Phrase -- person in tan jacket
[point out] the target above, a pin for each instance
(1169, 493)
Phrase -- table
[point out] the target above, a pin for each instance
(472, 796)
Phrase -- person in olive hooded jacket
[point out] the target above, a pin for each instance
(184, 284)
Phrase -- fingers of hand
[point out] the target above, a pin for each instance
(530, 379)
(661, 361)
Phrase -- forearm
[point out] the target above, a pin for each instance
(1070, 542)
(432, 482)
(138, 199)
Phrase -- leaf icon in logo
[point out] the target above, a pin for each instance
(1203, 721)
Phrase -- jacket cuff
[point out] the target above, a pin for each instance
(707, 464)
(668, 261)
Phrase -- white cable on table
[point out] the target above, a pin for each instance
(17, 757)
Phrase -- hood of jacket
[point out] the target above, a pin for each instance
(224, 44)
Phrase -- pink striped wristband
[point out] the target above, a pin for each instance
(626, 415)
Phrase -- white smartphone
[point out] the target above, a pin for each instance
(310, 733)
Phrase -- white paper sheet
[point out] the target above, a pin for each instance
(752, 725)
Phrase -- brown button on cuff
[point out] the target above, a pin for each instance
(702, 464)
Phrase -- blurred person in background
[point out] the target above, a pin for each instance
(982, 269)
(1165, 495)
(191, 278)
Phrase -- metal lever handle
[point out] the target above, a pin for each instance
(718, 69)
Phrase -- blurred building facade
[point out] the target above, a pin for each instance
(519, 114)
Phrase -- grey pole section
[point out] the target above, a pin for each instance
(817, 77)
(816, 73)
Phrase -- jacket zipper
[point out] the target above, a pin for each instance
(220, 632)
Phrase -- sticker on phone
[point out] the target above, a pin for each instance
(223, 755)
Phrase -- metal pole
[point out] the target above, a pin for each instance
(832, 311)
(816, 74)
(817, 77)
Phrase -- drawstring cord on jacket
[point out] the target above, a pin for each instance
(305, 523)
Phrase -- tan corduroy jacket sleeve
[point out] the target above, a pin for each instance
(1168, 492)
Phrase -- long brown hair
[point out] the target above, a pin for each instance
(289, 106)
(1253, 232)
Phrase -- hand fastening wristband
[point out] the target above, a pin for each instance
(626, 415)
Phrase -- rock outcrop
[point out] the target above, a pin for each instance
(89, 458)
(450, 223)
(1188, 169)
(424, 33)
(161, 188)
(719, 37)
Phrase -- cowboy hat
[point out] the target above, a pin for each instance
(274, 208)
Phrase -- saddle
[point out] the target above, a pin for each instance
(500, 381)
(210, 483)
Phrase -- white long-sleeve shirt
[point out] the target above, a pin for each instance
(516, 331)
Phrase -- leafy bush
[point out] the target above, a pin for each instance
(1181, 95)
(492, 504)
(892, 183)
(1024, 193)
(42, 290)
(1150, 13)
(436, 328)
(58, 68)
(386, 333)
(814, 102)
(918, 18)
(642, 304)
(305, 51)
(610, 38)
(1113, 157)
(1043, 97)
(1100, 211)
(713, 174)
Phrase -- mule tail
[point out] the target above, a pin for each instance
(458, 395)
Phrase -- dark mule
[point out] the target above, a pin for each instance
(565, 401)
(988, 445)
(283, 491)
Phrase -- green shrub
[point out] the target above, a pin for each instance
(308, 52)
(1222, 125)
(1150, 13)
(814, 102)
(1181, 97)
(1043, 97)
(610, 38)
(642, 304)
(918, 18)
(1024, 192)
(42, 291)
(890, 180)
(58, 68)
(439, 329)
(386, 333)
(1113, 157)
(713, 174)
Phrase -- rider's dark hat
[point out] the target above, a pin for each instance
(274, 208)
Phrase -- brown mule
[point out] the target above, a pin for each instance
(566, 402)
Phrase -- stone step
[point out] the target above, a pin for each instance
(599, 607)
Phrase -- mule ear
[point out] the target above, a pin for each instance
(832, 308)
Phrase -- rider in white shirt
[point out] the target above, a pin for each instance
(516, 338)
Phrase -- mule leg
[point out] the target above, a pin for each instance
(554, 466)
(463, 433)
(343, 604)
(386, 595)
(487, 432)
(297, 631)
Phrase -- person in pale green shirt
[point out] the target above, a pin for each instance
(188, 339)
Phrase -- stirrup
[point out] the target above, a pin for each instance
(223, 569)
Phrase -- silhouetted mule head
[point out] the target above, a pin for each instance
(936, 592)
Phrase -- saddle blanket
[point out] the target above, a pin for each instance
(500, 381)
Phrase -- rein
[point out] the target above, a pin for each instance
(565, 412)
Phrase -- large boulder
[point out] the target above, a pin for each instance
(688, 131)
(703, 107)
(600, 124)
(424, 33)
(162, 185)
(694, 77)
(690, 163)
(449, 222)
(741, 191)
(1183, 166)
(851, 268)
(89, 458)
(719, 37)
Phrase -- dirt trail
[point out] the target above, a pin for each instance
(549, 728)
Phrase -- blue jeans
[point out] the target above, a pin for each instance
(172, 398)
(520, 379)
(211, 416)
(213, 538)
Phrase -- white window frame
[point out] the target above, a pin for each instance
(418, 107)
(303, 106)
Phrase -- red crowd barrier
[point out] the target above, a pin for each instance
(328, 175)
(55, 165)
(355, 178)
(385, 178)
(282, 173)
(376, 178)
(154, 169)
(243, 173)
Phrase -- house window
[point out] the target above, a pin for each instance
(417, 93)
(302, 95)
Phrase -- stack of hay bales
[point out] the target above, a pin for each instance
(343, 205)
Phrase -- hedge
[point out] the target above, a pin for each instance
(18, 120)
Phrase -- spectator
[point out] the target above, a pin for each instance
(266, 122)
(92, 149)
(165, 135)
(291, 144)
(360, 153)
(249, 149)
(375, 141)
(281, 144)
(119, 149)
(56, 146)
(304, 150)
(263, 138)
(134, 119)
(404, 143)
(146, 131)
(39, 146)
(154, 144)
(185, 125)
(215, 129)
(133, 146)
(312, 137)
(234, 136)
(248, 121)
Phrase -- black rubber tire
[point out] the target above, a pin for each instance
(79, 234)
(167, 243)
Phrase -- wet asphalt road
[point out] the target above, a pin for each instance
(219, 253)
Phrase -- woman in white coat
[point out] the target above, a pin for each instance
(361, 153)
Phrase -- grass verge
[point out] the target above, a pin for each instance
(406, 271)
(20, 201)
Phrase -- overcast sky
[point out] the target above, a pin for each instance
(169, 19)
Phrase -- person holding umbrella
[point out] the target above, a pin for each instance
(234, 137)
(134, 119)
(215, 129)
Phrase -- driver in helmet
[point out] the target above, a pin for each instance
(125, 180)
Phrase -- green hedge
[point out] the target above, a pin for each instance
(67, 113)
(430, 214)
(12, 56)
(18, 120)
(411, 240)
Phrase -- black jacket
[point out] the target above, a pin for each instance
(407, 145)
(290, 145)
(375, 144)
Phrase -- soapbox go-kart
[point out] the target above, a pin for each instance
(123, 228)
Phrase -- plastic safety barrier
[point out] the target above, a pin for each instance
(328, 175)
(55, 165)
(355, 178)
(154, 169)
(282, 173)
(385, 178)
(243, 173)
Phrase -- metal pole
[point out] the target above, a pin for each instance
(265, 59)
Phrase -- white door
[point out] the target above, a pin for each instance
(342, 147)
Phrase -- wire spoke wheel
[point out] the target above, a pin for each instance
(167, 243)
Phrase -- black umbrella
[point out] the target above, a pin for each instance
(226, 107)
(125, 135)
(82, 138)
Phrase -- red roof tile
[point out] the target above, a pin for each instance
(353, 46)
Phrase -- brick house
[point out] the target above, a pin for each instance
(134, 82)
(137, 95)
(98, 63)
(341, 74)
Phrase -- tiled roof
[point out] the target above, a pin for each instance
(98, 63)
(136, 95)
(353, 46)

### Exercise brief
Beginning at the first line of the data above, retype each line until you reach the line containing "Phrase -- hood of jacket", and include that one too. Add nothing else.

### Result for this task
Phrase -- person in tan jacket
[point out] the target above, a pin for each instance
(1169, 493)
Phrase -- table
[point out] the target above, a pin for each instance
(472, 796)
Phrase -- person in olive hooded jacket
[point out] the target above, a pin for each instance
(184, 284)
Phrase -- fingers of hand
[point out] the target above, a pin for each instance
(530, 379)
(661, 361)
Phrase -- forearm
[point out] the target above, a pin for each instance
(1070, 542)
(432, 482)
(138, 199)
Phrase -- leaf icon in logo
[point out] the target above, a pin for each instance
(1203, 721)
Phrase -- jacket cuff
[point out] the target above, a pin for each instance
(707, 464)
(668, 261)
Phrase -- white cable on table
[point out] the target above, a pin for each instance
(17, 757)
Phrase -- hood of jacket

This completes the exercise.